#### [Task requirements]
Copy all of the data below exactly as it is given.
/---
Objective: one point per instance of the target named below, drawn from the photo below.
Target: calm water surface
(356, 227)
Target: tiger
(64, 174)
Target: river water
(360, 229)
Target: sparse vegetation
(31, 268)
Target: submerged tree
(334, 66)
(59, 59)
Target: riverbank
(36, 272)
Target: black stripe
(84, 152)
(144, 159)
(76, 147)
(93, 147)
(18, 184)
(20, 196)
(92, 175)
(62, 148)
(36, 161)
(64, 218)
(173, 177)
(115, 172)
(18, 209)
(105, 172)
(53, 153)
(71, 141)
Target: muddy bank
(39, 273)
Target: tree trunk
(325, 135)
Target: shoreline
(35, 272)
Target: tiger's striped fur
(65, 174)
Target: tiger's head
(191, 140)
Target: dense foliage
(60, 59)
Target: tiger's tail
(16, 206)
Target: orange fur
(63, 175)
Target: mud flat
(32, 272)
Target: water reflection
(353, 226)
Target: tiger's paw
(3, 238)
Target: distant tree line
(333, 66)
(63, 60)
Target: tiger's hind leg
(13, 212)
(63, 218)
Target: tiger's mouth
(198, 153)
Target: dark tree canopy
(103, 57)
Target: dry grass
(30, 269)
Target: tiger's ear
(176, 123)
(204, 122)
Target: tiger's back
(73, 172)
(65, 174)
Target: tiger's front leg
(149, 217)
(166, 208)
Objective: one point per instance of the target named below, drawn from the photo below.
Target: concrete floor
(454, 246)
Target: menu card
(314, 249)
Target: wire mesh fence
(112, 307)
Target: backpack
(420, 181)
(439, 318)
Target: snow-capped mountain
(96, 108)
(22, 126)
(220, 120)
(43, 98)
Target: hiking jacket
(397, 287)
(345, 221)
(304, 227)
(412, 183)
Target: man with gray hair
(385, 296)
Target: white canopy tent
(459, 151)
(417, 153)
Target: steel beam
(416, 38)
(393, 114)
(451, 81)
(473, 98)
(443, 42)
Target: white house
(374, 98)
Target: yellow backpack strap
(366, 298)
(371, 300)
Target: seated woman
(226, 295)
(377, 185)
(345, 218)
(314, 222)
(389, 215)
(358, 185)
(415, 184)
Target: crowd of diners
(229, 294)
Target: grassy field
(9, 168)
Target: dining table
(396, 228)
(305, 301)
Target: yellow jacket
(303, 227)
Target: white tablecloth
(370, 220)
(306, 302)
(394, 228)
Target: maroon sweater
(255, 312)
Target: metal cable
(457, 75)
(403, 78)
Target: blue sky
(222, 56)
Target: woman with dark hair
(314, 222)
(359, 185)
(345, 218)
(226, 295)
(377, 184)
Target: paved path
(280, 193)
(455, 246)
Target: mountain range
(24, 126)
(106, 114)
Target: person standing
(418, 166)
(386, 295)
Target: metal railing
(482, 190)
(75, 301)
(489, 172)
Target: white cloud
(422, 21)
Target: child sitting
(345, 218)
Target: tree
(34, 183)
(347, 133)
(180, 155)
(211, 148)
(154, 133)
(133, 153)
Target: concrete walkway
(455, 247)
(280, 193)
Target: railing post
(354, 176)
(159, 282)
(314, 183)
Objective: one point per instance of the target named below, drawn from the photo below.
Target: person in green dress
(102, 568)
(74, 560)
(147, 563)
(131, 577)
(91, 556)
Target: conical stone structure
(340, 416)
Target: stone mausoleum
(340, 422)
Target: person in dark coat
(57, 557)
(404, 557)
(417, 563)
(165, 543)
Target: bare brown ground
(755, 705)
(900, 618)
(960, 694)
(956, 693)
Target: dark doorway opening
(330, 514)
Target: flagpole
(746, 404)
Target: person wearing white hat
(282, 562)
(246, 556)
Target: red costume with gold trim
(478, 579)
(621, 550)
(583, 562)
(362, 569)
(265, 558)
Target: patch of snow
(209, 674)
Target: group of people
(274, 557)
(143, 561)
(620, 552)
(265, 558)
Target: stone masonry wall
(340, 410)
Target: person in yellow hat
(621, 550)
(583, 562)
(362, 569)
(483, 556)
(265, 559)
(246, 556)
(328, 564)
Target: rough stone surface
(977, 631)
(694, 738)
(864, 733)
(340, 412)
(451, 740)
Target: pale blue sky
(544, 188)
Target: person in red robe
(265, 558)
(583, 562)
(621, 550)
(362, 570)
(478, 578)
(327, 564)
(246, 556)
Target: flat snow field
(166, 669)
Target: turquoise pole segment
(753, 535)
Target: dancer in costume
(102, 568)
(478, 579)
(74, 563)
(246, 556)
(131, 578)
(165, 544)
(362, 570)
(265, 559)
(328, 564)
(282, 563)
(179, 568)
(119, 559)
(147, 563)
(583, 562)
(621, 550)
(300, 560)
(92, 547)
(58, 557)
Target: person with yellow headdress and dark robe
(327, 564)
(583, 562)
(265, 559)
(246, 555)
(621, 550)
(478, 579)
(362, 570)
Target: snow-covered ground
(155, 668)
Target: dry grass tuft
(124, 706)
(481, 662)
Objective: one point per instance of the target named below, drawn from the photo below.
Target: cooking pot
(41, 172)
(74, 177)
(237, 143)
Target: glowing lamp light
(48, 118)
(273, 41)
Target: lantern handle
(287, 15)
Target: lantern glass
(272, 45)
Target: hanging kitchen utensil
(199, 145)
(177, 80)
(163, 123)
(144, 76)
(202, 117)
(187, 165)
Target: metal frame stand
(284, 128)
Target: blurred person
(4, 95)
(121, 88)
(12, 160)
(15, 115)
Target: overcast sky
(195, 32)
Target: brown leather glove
\---
#### [Reply to the task]
Objective: one point per instance of the target named below, drawn from the photo below.
Target: calm water surface
(356, 227)
Target: tiger
(64, 174)
Target: river water
(360, 229)
Target: sparse vegetation
(31, 268)
Target: submerged tree
(334, 66)
(59, 59)
Target: riverbank
(36, 272)
Target: black stripe
(84, 152)
(144, 159)
(76, 147)
(93, 147)
(18, 184)
(20, 196)
(92, 175)
(62, 148)
(36, 161)
(64, 218)
(173, 177)
(115, 172)
(18, 209)
(105, 172)
(53, 153)
(71, 141)
Target: muddy bank
(39, 273)
Target: tree trunk
(325, 135)
Target: shoreline
(35, 272)
Target: tiger's striped fur
(65, 174)
Target: tiger's head
(191, 140)
Target: dense foliage
(60, 59)
Target: tiger's tail
(16, 206)
Target: orange fur
(63, 175)
Target: mud flat
(32, 272)
Target: water reflection
(353, 226)
Target: tiger's paw
(3, 238)
Target: distant tree line
(333, 66)
(63, 60)
Target: tiger's hind leg
(13, 212)
(63, 218)
Target: tiger's mouth
(198, 153)
Target: dark tree canopy
(103, 57)
Target: dry grass
(30, 269)
Target: tiger's ear
(176, 123)
(204, 122)
Target: tiger's back
(73, 172)
(65, 174)
Target: tiger's front leg
(149, 217)
(166, 208)
Objective: one point per instance of the target named below, drawn from the photo below.
Target: concrete floor
(454, 246)
Target: menu card
(314, 249)
Target: wire mesh fence
(112, 307)
Target: backpack
(420, 181)
(439, 318)
Target: snow-capped mountain
(96, 108)
(22, 126)
(220, 120)
(43, 98)
Target: hiking jacket
(397, 287)
(345, 221)
(304, 227)
(412, 183)
Target: man with gray hair
(385, 296)
Target: white canopy tent
(459, 151)
(417, 153)
Target: steel beam
(416, 38)
(393, 114)
(451, 81)
(473, 98)
(443, 42)
Target: white house
(374, 98)
Target: yellow backpack strap
(366, 298)
(371, 300)
Target: seated woman
(226, 295)
(377, 185)
(345, 218)
(314, 222)
(389, 215)
(358, 185)
(415, 184)
Target: crowd of diners
(229, 294)
Target: grassy field
(9, 168)
Target: dining table
(396, 228)
(305, 301)
Target: yellow jacket
(303, 227)
Target: white tablecloth
(370, 220)
(306, 302)
(394, 228)
Target: maroon sweater
(255, 312)
Target: metal cable
(457, 75)
(403, 78)
Target: blue sky
(222, 56)
Target: woman with dark hair
(314, 222)
(359, 185)
(345, 218)
(226, 295)
(377, 184)
Target: paved path
(280, 193)
(455, 246)
Target: mountain range
(24, 126)
(106, 114)
Target: person standing
(418, 166)
(386, 295)
Target: metal railing
(482, 190)
(75, 301)
(489, 172)
Target: white cloud
(422, 21)
Target: child sitting
(345, 218)
Target: tree
(34, 183)
(347, 133)
(180, 155)
(211, 148)
(154, 133)
(133, 153)
Target: concrete walkway
(455, 247)
(280, 193)
Target: railing post
(354, 176)
(159, 282)
(314, 183)
Objective: one point per instance of the target named below, drawn from the photo below.
Target: person in green dress
(102, 568)
(74, 560)
(147, 563)
(131, 577)
(91, 556)
Target: conical stone structure
(340, 416)
Target: stone mausoleum
(340, 422)
Target: person in dark coat
(57, 557)
(404, 557)
(417, 563)
(165, 543)
Target: bare brown ground
(755, 705)
(900, 618)
(960, 694)
(956, 693)
Target: dark doorway opening
(330, 514)
Target: flagpole
(746, 404)
Target: person wearing white hat
(282, 562)
(246, 556)
Target: red costume with gold trim
(478, 579)
(621, 550)
(583, 562)
(362, 569)
(265, 558)
Target: patch of snow
(209, 674)
Target: group of people
(274, 557)
(143, 561)
(620, 552)
(265, 558)
Target: stone masonry wall
(340, 410)
Target: person in yellow hat
(621, 550)
(583, 562)
(362, 569)
(483, 556)
(265, 559)
(246, 556)
(328, 564)
Target: rough stone surface
(977, 631)
(694, 738)
(864, 733)
(340, 412)
(451, 740)
Target: pale blue sky
(544, 188)
Target: person in red robe
(265, 558)
(583, 562)
(621, 550)
(362, 570)
(478, 578)
(327, 564)
(246, 556)
Target: flat snow field
(166, 669)
Target: turquoise pole segment
(753, 535)
Target: dancer in costume
(102, 568)
(478, 579)
(74, 563)
(246, 556)
(131, 578)
(165, 544)
(362, 570)
(265, 559)
(328, 564)
(282, 563)
(179, 568)
(119, 559)
(147, 563)
(583, 562)
(621, 550)
(300, 560)
(92, 547)
(58, 557)
Target: person with yellow headdress and dark robe
(327, 564)
(583, 562)
(265, 559)
(246, 555)
(621, 550)
(478, 579)
(362, 570)
Target: snow-covered ground
(155, 668)
Target: dry grass tuft
(124, 706)
(481, 662)
Objective: one point per instance of the target named below, drawn from the photo below.
Target: cooking pot
(41, 172)
(74, 177)
(237, 143)
Target: glowing lamp light
(48, 118)
(273, 41)
Target: lantern handle
(287, 15)
Target: lantern glass
(272, 45)
Target: hanging kitchen utensil
(199, 145)
(177, 80)
(163, 123)
(144, 76)
(202, 117)
(187, 165)
Target: metal frame stand
(284, 128)
Target: blurred person
(4, 95)
(121, 88)
(12, 160)
(15, 115)
Target: overcast sky
(195, 32)
Target: brown leather glove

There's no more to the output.